- _Consignes_
a) Répondez à ces questions d'après l'extrait sur Whittome :
(i) Que fait apparaître Whittome en associant plantes et astres, arbres et pierres, feu et art ?
(ii) Quelles deux choses sont rapprochées dans la question donnée « par exemple » ?
(iii) Qu'est-ce que la cartographie tend à oublier ?
b) Redonnez mot pour mot le passage de l'extrait sur Whittome qui commence aux mots « Qu’est-ce qui lie » et s'arrête après les mots « s’exercent sur nous ? ».

- _Extrait du texte_
Comprendre, c’est mettre ensemble. C’est agencer et créer de nouveaux assemblages de signes. Comprendre, au fond, c’est réordonner et révéler. Whittome, à associer plantes et astres, arbres et pierres, feu et art, fait apparaître des liens discrets, parfois secrets, entre ces ordres de choses ; par association, elle crée des accords autant qu’elle les retrouve, et rend manifeste ce que l’écriture du monde a peut-être oublié, omis ou gardé séparé.

Qu’est-ce qui lie la carte de Tokyo et les phases lunaires, par exemple ?

Rien, aurions-nous tendance à croire d’abord. Une telle association est contingente, fragile, équivoque (comme l’art ou la beauté).

L’œuvre de Whittome pourtant pointe du doigt ce que la cartographie tend à oublier, la façon dont les astres, au-dessus du territoire, observent et commentent le monde à leurs pieds. D’où cette proposition étrangement évidente : pourquoi ne pas surajouter à la carte d’un territoire celle de son ciel et le parcours de la lune, dont on sait l’incidence sur les eaux et les humeurs ? N’est-ce pas présenter de manière plus entière ces rapports secrets, à l’échelle parfois inhumaine, qui s’exercent sur nous ?

Soigner présume aussi de ces rapports secrets. Entre le champignon et la bactérie, la teinture sèche et la plaie humide, le millepertuis et la tristesse, deux ordres d’éléments, pourtant si éloignés dans l’architecture du monde, se lient. Et pour tous ces troubles pour lesquels nous n’avons toujours pas de remède, il reste encore à chercher, à mettre en commun, à retourner dans les savoirs anciens pour confectionner l’invention.

- _Lignes d'un jeu de données de pointage_
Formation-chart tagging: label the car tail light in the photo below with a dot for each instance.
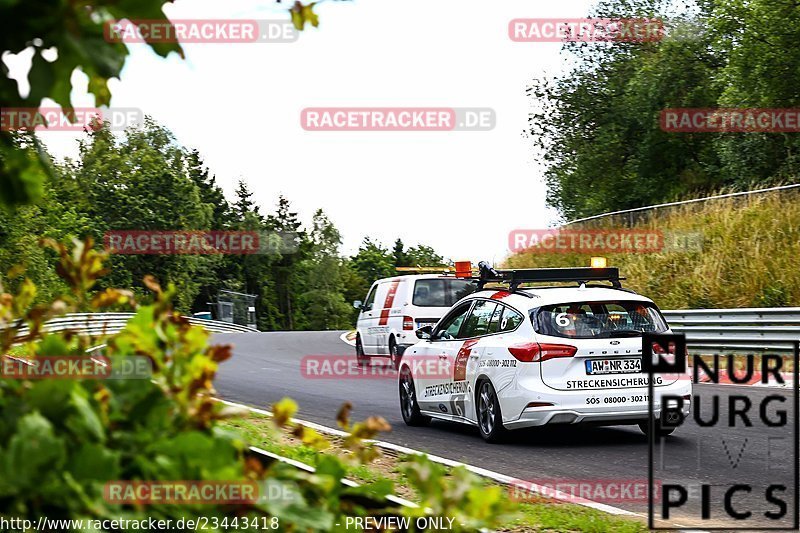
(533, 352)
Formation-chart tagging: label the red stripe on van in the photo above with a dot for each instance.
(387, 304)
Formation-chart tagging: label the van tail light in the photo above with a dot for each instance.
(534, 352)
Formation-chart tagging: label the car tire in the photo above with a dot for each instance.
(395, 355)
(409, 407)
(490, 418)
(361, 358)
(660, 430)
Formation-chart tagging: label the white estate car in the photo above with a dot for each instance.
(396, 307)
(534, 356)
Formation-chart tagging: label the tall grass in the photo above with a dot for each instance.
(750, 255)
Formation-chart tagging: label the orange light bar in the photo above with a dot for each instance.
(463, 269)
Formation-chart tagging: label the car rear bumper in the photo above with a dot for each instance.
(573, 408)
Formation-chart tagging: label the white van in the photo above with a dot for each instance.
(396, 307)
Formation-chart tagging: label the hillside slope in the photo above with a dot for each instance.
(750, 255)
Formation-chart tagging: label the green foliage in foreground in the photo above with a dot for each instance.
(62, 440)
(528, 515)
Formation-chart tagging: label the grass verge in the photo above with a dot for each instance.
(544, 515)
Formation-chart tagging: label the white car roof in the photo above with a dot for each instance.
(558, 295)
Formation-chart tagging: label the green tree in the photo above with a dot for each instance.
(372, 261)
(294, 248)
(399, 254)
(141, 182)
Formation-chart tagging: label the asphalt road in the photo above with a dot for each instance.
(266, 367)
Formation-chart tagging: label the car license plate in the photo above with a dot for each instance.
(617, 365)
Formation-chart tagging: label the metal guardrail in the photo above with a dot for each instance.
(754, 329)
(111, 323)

--

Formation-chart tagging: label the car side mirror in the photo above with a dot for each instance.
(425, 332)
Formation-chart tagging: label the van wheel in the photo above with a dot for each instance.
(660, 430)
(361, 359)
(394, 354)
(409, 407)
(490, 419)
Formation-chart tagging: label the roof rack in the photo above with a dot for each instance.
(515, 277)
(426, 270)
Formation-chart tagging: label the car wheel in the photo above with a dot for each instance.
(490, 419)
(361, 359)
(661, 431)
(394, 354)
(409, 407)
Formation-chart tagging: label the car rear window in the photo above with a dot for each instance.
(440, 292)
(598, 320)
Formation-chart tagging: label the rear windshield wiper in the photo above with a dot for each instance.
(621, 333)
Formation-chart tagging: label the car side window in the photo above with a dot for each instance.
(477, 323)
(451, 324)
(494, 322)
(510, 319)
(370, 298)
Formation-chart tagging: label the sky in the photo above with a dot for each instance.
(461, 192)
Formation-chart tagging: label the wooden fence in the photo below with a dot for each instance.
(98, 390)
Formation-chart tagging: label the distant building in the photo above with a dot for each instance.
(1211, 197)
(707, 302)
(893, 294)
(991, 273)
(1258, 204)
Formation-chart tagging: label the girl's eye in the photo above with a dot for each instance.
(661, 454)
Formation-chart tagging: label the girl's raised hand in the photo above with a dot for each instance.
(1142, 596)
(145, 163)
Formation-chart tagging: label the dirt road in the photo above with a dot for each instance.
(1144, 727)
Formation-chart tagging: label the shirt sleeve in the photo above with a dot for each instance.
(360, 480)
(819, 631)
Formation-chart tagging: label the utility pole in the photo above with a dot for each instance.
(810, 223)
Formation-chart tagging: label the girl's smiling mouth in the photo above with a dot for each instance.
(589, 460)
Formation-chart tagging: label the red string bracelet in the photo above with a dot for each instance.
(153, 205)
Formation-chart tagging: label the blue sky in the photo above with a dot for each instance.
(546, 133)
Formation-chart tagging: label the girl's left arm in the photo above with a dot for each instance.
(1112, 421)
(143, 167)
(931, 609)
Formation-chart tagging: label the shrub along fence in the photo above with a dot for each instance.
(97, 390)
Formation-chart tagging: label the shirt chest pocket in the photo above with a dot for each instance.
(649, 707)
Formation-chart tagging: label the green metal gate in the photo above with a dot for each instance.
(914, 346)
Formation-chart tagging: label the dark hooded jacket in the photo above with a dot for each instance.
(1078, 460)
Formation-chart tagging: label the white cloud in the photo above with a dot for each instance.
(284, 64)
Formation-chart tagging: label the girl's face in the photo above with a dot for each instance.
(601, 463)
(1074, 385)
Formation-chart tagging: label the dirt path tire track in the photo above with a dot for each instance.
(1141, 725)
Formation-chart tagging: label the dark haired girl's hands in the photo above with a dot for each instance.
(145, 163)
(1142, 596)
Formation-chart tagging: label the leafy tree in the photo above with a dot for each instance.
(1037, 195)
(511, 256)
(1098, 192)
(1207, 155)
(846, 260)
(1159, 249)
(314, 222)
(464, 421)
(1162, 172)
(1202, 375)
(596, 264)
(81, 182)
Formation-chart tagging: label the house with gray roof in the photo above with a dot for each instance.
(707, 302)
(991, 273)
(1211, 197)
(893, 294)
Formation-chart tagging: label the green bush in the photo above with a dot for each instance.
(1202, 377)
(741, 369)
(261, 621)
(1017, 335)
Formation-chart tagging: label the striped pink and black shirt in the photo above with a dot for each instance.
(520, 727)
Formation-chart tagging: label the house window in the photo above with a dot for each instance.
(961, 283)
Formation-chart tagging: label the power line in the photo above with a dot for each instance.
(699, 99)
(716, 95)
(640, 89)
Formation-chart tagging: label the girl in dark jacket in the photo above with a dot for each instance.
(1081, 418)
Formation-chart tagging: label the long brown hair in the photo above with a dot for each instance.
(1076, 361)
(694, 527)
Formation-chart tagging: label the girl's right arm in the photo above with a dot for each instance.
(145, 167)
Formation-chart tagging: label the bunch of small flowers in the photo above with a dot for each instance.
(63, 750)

...

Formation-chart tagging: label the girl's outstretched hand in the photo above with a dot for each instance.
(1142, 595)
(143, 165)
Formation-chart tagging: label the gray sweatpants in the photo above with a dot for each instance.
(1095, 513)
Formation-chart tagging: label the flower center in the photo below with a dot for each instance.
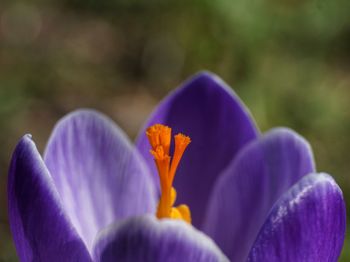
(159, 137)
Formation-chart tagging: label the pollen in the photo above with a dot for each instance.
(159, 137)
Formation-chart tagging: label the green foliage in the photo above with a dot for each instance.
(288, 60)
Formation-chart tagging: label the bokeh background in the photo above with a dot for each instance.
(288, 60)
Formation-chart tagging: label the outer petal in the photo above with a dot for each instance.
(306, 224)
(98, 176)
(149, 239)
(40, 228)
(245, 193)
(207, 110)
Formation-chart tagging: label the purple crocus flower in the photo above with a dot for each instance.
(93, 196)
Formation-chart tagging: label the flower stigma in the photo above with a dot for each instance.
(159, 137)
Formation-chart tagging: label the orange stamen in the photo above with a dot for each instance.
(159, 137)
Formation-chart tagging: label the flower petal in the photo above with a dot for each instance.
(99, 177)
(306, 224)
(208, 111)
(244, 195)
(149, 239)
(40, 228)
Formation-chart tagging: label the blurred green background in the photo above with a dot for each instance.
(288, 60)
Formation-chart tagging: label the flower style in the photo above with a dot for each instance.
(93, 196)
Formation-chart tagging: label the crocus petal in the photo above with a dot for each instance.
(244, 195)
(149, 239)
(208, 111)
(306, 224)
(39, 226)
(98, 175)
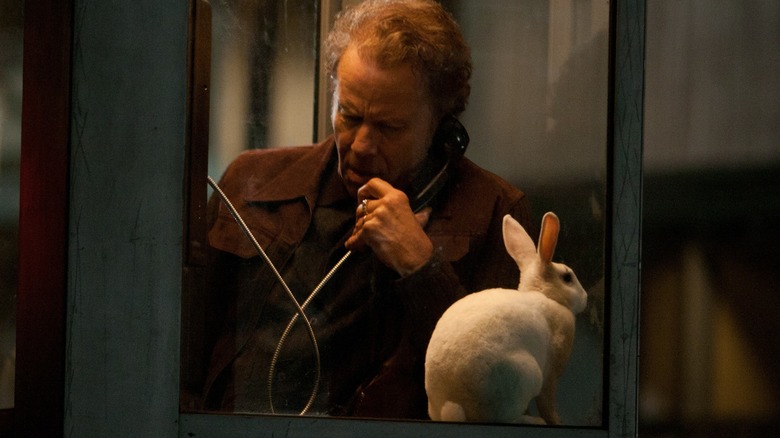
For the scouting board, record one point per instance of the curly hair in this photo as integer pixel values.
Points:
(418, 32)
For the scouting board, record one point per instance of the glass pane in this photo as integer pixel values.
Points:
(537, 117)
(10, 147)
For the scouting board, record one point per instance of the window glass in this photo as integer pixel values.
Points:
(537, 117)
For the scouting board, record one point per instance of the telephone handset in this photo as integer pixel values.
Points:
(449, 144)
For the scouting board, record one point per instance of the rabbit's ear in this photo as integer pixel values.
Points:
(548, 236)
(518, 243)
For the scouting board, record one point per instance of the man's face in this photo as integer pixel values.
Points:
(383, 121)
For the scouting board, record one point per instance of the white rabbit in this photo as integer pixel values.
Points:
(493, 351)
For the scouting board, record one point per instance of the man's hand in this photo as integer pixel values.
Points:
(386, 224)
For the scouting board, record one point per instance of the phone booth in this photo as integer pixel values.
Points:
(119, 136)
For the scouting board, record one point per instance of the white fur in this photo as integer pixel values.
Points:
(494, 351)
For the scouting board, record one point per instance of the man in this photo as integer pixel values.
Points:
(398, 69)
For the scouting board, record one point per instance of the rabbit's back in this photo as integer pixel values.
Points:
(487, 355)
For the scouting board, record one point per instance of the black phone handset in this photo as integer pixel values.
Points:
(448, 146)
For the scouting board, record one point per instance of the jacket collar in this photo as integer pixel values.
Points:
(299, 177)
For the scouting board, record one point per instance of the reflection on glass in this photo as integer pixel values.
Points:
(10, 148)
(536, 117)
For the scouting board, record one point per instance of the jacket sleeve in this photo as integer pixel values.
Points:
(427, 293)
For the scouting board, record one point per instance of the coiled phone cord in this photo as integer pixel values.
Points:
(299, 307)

- _Réponses rédigées_
a)
(i) Des liens discrets, parfois secrets, entre ces ordres de choses.
(ii) La carte de Tokyo et les phases lunaires.
(iii) La façon dont les astres, au-dessus du territoire, observent et commentent le monde à leurs pieds.

b)
Qu’est-ce qui lie la carte de Tokyo et les phases lunaires, par exemple ?

Rien, aurions-nous tendance à croire d’abord. Une telle association est contingente, fragile, équivoque (comme l’art ou la beauté).

L’œuvre de Whittome pourtant pointe du doigt ce que la cartographie tend à oublier, la façon dont les astres, au-dessus du territoire, observent et commentent le monde à leurs pieds. D’où cette proposition étrangement évidente : pourquoi ne pas surajouter à la carte d’un territoire celle de son ciel et le parcours de la lune, dont on sait l’incidence sur les eaux et les humeurs ? N’est-ce pas présenter de manière plus entière ces rapports secrets, à l’échelle parfois inhumaine, qui s’exercent sur nous ?